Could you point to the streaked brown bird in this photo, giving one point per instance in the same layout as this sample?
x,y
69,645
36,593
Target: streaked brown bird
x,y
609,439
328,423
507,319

= REQUIRED WORK =
Rewrite the records above with "streaked brown bird" swapped for "speckled brown bird" and everything else left as it is.

= WRITTEN SOLUTION =
Could you point to the speckled brown bird in this photo, giving one point per instance in the same layout as this sample?
x,y
69,645
36,593
Target: speckled brown bird
x,y
609,439
328,423
507,319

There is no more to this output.